** Data shown follows **

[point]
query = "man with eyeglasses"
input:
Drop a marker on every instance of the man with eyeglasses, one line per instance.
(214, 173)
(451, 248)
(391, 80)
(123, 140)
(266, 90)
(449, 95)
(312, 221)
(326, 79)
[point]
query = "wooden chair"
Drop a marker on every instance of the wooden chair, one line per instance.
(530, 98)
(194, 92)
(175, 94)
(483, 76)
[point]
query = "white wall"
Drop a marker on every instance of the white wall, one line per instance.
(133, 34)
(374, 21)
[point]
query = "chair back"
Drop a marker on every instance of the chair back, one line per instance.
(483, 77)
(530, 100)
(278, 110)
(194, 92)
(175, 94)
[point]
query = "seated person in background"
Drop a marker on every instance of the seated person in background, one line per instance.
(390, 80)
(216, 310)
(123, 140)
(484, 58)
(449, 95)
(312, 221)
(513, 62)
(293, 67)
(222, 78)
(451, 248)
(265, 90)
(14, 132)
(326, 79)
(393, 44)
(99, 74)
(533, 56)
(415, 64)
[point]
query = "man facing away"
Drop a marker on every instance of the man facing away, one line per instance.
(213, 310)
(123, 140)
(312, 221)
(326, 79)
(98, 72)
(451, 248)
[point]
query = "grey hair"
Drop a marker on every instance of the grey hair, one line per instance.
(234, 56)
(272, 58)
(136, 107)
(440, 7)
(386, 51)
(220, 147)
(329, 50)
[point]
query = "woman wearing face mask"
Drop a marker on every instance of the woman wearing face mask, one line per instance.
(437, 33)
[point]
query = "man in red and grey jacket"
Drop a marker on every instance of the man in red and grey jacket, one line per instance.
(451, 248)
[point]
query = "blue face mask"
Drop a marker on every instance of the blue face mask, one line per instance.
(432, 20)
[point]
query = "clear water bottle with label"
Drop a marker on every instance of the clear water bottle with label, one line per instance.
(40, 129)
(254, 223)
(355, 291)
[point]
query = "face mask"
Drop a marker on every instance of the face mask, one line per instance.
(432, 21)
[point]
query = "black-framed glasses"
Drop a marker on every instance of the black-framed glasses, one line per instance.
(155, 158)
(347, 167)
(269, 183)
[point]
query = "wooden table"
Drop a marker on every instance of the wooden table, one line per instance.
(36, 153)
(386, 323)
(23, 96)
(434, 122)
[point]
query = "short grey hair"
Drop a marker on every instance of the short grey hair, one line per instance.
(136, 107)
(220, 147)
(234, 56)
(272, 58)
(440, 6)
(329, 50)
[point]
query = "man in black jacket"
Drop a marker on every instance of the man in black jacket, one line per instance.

** End of Data shown **

Copy out each record, keeping every word as it is.

=== Worked solution ===
[point]
query = "man with eyeglasses"
input:
Drop a marker on every instance of the man with eyeglasses, one line per instance.
(214, 173)
(451, 248)
(391, 80)
(123, 140)
(266, 90)
(449, 95)
(312, 221)
(326, 79)
[point]
query = "wooden chair"
Drop a marker on every instance of the wooden chair, one line per instance.
(530, 98)
(194, 92)
(175, 94)
(483, 76)
[point]
query = "white wall"
Drop a marker on every instance of the white wall, one line per instance.
(133, 34)
(374, 21)
[point]
query = "chair back"
Drop a marker on every instance of the chair back, one line per instance.
(483, 77)
(530, 100)
(278, 110)
(194, 92)
(175, 94)
[point]
query = "seated person in background"
Drop a marker on every instance of the seated person in background, one line per instance.
(390, 80)
(216, 310)
(123, 140)
(484, 58)
(449, 95)
(312, 221)
(513, 62)
(293, 67)
(222, 78)
(451, 248)
(265, 90)
(14, 132)
(326, 79)
(393, 44)
(99, 74)
(533, 56)
(415, 64)
[point]
query = "man facing away"
Drop a marker on every instance of the man facing away, one line per instance.
(213, 310)
(123, 140)
(312, 221)
(326, 79)
(98, 72)
(451, 248)
[point]
query = "grey hair"
Drop a marker on every instance of the grey hair, one line per instance.
(234, 56)
(272, 58)
(136, 107)
(440, 7)
(386, 51)
(220, 147)
(329, 50)
[point]
query = "woman wearing face mask"
Drop a marker on every instance of the woman wearing face mask, one line per instance.
(437, 33)
[point]
query = "man in red and grey jacket"
Drop a marker on every instance of the man in red and grey jacket, one line per instance.
(451, 248)
[point]
query = "blue face mask"
Drop a marker on every instance of the blue face mask, one line per instance.
(432, 20)
[point]
query = "clear water bottle with label"
Drop a marker on every instance of the clear water bottle with label, one line per instance.
(40, 129)
(254, 223)
(355, 291)
[point]
query = "face mask"
Drop a marker on every instance of the face mask, one line per instance.
(432, 21)
[point]
query = "black-framed glasses"
Drop a marker on every instance of the black-framed glasses, one line per instance.
(155, 158)
(347, 167)
(269, 183)
[point]
query = "wooden table"
Drop a marker on every instance of the wooden table, one line per instance.
(36, 153)
(386, 323)
(23, 96)
(434, 122)
[point]
query = "short grey hair"
Drop a marker on every instance of the short grey hair, one line per instance.
(136, 107)
(220, 147)
(234, 56)
(272, 58)
(440, 6)
(329, 50)
[point]
query = "man in black jacket"
Drop a marker on every instance of the man in black jacket, one line per instance.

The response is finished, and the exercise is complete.